-- WHAT IS ASKED --
Give the material below as a JSON list of strings, one string per line, leaving out any blank lines.

━━━ RECORDS

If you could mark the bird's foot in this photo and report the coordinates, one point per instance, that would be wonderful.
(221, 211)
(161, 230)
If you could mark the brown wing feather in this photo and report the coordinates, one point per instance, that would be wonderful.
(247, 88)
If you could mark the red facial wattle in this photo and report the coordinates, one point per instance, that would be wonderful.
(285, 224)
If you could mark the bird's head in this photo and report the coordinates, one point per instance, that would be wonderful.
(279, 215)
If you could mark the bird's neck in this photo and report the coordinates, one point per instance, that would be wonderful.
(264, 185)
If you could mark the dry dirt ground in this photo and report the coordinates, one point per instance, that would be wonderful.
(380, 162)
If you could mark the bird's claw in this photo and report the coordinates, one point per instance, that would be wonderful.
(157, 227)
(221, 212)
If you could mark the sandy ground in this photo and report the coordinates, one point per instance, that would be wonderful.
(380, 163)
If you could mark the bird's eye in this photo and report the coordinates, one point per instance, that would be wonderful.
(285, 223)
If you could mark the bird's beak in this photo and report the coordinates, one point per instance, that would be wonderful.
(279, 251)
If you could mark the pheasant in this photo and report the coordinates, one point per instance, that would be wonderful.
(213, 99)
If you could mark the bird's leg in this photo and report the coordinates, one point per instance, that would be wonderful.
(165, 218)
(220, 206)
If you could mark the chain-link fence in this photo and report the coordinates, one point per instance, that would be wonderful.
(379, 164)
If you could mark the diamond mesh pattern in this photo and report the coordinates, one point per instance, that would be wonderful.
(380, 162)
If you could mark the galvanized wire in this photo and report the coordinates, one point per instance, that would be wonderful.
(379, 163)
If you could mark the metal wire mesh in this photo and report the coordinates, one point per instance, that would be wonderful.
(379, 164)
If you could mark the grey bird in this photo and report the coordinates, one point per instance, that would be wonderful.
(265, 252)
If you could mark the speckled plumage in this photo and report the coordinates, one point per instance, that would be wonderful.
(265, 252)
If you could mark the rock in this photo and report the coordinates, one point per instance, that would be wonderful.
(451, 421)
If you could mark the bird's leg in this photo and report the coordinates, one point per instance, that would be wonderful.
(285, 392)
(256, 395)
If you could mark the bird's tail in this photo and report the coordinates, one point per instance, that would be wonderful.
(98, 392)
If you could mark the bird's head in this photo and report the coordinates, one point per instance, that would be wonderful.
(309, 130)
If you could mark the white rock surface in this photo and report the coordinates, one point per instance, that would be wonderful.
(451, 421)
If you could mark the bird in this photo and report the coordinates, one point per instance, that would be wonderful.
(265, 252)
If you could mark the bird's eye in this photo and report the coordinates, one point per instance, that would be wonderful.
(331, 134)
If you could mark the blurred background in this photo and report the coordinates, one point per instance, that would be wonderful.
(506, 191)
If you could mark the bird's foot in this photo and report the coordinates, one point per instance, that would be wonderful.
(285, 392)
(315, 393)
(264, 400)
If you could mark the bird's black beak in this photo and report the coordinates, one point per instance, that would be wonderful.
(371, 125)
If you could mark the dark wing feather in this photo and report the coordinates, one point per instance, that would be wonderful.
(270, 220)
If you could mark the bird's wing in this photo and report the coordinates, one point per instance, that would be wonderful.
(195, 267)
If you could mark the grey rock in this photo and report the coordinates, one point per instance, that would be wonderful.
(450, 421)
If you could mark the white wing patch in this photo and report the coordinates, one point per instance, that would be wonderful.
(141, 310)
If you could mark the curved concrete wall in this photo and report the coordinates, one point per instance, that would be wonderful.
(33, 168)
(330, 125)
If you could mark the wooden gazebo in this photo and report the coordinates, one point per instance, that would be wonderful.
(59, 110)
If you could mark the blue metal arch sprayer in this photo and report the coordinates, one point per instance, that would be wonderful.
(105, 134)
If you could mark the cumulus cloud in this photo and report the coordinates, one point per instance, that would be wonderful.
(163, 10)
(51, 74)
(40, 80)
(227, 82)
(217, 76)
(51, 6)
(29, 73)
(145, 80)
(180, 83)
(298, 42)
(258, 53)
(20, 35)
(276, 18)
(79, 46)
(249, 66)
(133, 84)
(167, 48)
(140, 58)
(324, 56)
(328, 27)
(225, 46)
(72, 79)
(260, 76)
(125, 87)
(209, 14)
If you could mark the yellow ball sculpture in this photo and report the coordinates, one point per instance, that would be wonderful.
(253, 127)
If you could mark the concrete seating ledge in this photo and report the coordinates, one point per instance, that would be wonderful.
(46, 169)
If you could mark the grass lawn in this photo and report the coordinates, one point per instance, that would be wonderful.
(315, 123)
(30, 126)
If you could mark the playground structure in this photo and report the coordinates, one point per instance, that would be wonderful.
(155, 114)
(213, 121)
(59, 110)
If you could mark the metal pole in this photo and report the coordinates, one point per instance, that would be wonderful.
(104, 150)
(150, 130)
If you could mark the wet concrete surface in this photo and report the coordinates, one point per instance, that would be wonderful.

━━━━━━

-- EXPECTED ANSWER --
[
  "If you could mark the bird's foot in this photo and report the coordinates, one point per instance, that would be wonderful.",
  "(221, 211)",
  "(161, 230)",
  "If you could mark the brown wing feather in this photo and report the coordinates, one point per instance, that would be wonderful.",
  "(247, 88)",
  "If you could mark the red facial wattle in this photo and report the coordinates, one point per instance, that would be wonderful.",
  "(285, 224)",
  "If you could mark the bird's head in this photo and report the coordinates, one point per instance, that would be wonderful.",
  "(279, 215)",
  "If you could mark the bird's neck in this photo and report the coordinates, one point per instance, that would be wonderful.",
  "(264, 185)",
  "If you could mark the dry dirt ground in this photo and report the coordinates, one point per instance, that would be wonderful.",
  "(380, 162)",
  "If you could mark the bird's claw in this photo and report the coordinates, one point per instance, that would be wonderful.",
  "(157, 227)",
  "(221, 212)",
  "If you could mark the sandy ground in this photo and report the coordinates, one point per instance, that would be wonderful.",
  "(380, 163)",
  "If you could mark the bird's eye in this photo and report the coordinates, one point per instance, that would be wonderful.",
  "(285, 223)",
  "If you could mark the bird's beak in this photo and report the coordinates, one point per instance, that would be wonderful.",
  "(279, 251)",
  "If you could mark the pheasant in this photo and report the coordinates, one point per instance, that would be wonderful.",
  "(213, 99)",
  "If you could mark the bird's leg in this photo and report the coordinates, one point per instance, that would be wonderful.",
  "(165, 218)",
  "(220, 206)",
  "If you could mark the chain-link fence in this photo and report the coordinates, one point per instance, that would be wonderful.",
  "(379, 164)",
  "If you could mark the diamond mesh pattern in this photo and report the coordinates, one point per instance, that would be wonderful.",
  "(380, 162)",
  "If you could mark the galvanized wire in this photo and report the coordinates, one point per instance, that would be wonderful.",
  "(379, 163)",
  "If you could mark the metal wire mesh in this photo and report the coordinates, one point per instance, that would be wonderful.",
  "(379, 164)",
  "If you could mark the grey bird in this photo and report the coordinates, one point per instance, that would be wonderful.",
  "(265, 252)",
  "If you could mark the speckled plumage in this photo and report the coordinates, one point per instance, that would be wonderful.",
  "(265, 252)",
  "If you could mark the rock in this photo and report the coordinates, one point per instance, that would be wonderful.",
  "(451, 421)",
  "If you could mark the bird's leg in this photo and report the coordinates, one point per instance, that would be wonderful.",
  "(285, 392)",
  "(256, 395)",
  "If you could mark the bird's tail in this photo and report the coordinates, one point per instance, that would be wonderful.",
  "(98, 392)",
  "If you could mark the bird's head in this photo and report the coordinates, one point per instance, that would be wonderful.",
  "(309, 130)",
  "If you could mark the white rock surface in this photo and report the coordinates, one point per instance, that would be wonderful.",
  "(451, 421)",
  "If you could mark the bird in this photo and report the coordinates, one point per instance, that would be wonderful.",
  "(265, 252)",
  "If you could mark the bird's eye in this photo and report the coordinates, one point per instance, that would be wonderful.",
  "(331, 134)",
  "If you could mark the blurred background in this photo and report the coordinates, one point per instance, that would be wonderful.",
  "(506, 191)",
  "If you could mark the bird's foot in this photo and report the coordinates, one point per instance, that would be wonderful.",
  "(285, 392)",
  "(315, 393)",
  "(264, 400)",
  "If you could mark the bird's black beak in this photo and report the coordinates, one point per instance, that would be wonderful.",
  "(371, 125)",
  "If you could mark the dark wing feather in this photo and report the coordinates, one point per instance, that would be wonderful.",
  "(270, 220)",
  "If you could mark the bird's wing in this photo and report the coordinates, one point per instance, that would be wonderful.",
  "(195, 267)",
  "If you could mark the grey rock in this photo and report the coordinates, one point per instance, that would be wonderful.",
  "(450, 421)",
  "If you could mark the white wing patch in this photo and report the coordinates, one point per instance, that would be wonderful.",
  "(141, 310)",
  "If you could mark the curved concrete wall in this photo and report the coordinates, one point per instance, that would be wonderful.",
  "(33, 168)",
  "(330, 125)",
  "If you could mark the wooden gazebo in this photo and report the coordinates, one point per instance, that would be wonderful.",
  "(59, 110)",
  "If you could mark the blue metal arch sprayer in this photo and report the coordinates, one point per instance, that would be wonderful.",
  "(105, 134)",
  "If you could mark the cumulus cloud in this photo and report the coordinates, one point per instance, that would be wonderful.",
  "(163, 10)",
  "(51, 74)",
  "(40, 80)",
  "(227, 82)",
  "(217, 76)",
  "(51, 6)",
  "(29, 73)",
  "(145, 80)",
  "(180, 83)",
  "(298, 42)",
  "(258, 53)",
  "(20, 35)",
  "(276, 18)",
  "(79, 46)",
  "(249, 66)",
  "(133, 84)",
  "(167, 48)",
  "(140, 58)",
  "(324, 56)",
  "(328, 27)",
  "(225, 46)",
  "(72, 79)",
  "(260, 76)",
  "(125, 87)",
  "(209, 14)",
  "If you could mark the yellow ball sculpture in this photo and report the coordinates, one point per instance, that would be wonderful.",
  "(253, 127)",
  "If you could mark the concrete seating ledge in this photo and report the coordinates, one point per instance, that would be wonderful.",
  "(46, 169)",
  "If you could mark the grass lawn in this photo and report the coordinates, one point per instance, that would be wonderful.",
  "(315, 123)",
  "(30, 126)",
  "If you could mark the playground structure in this photo and report the coordinates, one point per instance, that would be wonderful.",
  "(155, 114)",
  "(213, 121)",
  "(59, 110)",
  "If you could mark the metal pole in this photo and report the coordinates, one point per instance, that would be wonderful.",
  "(104, 150)",
  "(150, 130)",
  "If you could mark the wet concrete surface in this photo and report the coordinates, one point per instance, that would be wonderful."
]